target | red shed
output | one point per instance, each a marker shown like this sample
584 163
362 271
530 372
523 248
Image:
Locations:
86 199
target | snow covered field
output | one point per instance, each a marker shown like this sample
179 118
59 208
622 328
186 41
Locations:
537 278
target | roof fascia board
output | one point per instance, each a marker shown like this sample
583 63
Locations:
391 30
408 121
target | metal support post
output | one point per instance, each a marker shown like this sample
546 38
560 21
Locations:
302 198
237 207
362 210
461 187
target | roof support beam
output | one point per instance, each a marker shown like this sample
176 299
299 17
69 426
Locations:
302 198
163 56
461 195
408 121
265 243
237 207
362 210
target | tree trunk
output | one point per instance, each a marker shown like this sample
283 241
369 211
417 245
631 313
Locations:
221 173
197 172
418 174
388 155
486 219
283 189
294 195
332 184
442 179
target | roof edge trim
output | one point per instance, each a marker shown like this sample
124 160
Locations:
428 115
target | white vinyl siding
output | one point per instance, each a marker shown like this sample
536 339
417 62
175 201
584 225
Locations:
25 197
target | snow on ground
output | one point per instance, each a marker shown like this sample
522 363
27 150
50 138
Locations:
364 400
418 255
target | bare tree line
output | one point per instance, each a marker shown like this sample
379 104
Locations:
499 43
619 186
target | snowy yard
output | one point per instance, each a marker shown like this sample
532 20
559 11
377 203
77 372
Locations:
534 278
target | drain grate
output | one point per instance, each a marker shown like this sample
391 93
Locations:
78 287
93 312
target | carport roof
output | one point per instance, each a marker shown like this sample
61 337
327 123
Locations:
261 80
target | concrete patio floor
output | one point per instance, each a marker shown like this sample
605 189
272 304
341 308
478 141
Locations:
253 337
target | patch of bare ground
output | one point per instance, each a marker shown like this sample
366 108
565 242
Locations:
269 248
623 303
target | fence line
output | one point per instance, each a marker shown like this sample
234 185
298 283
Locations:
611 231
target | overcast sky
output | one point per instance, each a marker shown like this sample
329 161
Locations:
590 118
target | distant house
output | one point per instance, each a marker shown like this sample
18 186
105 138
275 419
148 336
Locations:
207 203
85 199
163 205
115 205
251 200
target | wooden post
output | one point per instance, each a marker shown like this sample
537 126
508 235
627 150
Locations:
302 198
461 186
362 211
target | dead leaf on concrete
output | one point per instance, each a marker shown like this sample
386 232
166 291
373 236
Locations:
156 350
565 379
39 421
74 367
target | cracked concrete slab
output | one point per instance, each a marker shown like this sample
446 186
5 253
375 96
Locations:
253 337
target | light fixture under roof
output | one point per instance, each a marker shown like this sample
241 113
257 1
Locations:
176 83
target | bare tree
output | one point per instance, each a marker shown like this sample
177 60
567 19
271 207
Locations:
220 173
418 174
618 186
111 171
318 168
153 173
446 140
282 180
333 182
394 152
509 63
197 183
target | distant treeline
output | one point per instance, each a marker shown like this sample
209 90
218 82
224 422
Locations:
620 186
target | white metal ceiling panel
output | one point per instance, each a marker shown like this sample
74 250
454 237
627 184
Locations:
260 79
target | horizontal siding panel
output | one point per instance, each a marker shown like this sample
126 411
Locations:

::::::::

### What you will do
Copy every record exactly as presented.

### Answer section
target | red shed
output | one point per instance, each a marker shown like this sample
584 163
362 271
530 372
523 248
Image:
Locations:
86 199
target | snow covered field
output | one point per instance, each a marker shown like this sample
179 118
59 208
622 328
186 41
Locations:
537 278
target | roof fascia board
output | one point per instance, each a marker shown like this sample
583 63
Locations:
391 30
408 121
target | metal support post
output | one point per instance, each a marker shown like this sample
546 38
560 21
Locations:
302 198
237 207
362 210
461 187
target | roof support beam
output | one point per instance, each a marker shown like this sample
176 299
299 17
69 426
Locations:
302 198
163 56
461 195
408 121
265 243
237 207
362 210
target | tree trunk
output | one point per instance, each a marker shown like this sample
283 241
369 211
417 245
631 313
Locations:
221 173
197 172
418 174
388 155
486 219
283 189
294 195
332 184
442 179
target | roof edge trim
output | one point per instance, each a marker shown like this sample
124 160
Locations:
428 115
target | white vinyl siding
output | one point per instance, each a marker shown like this sample
536 339
417 62
175 201
584 225
Locations:
25 197
target | snow on ground
output | one point per instance, each a marker shown like this sample
522 363
27 150
50 138
Locations:
364 400
418 255
target | bare tree line
output | one point per instance, each a marker shown like this sample
379 104
Locations:
499 43
619 186
target | snowy yard
output | one point per instance, each a marker shown like this sample
532 20
559 11
377 203
77 372
Locations:
534 278
target | drain grate
output | one point per instance, each a marker shown like this sample
391 93
Locations:
78 287
93 312
target | carport roof
output | one point per instance, each a marker shown like this sample
61 337
327 123
Locations:
261 80
target | concrete patio floor
output | one point per instance, each a marker shown like this sample
605 189
272 304
341 308
478 141
Locations:
253 337
target | patch of bare ground
output | one point per instance, each a marker shown like this sample
366 108
565 242
Locations:
269 248
623 303
target | fence line
output | one point per instance, each a marker shown like this sample
234 185
298 283
Locations:
611 231
target | overcast sky
output | one point per instance, each a marker shown like this sample
329 161
Locations:
590 118
target | distant house
output | one point per instance, each a marker shown like this sample
18 186
105 138
275 419
148 336
Locations:
207 203
85 199
163 205
115 205
251 200
target | wooden post
output | one point per instance, each a marker shown like this sample
537 126
508 235
627 150
Locations:
302 198
461 186
362 211
target | dead leaf on concrete
output | one point per instance, each a marker shown like this sample
386 232
166 291
373 236
Locations:
156 350
565 379
39 421
74 367
target | cracked concrete slab
output | one point per instance, each a marker shown like this sample
446 186
5 253
375 96
Locations:
253 337
target | light fixture under roof
output | one point per instance, each a marker shown like this sample
241 113
257 1
Locations:
176 83
target | bare tree
output | one point per instance, each a marker shown like this sample
177 60
567 19
271 207
Locations:
220 173
418 174
618 186
111 171
318 168
153 173
446 140
282 180
333 182
394 152
509 63
197 183
target | distant treeline
output | one point per instance, each a marker shown like this sample
209 90
218 82
224 422
Locations:
620 186
target | white metal ceiling panel
output | one point per instance, each a marker shown like this sample
74 250
454 237
627 184
Locations:
260 79
target | horizontal siding panel
output | one point per instance, each a marker shown like this sample
126 411
Locations:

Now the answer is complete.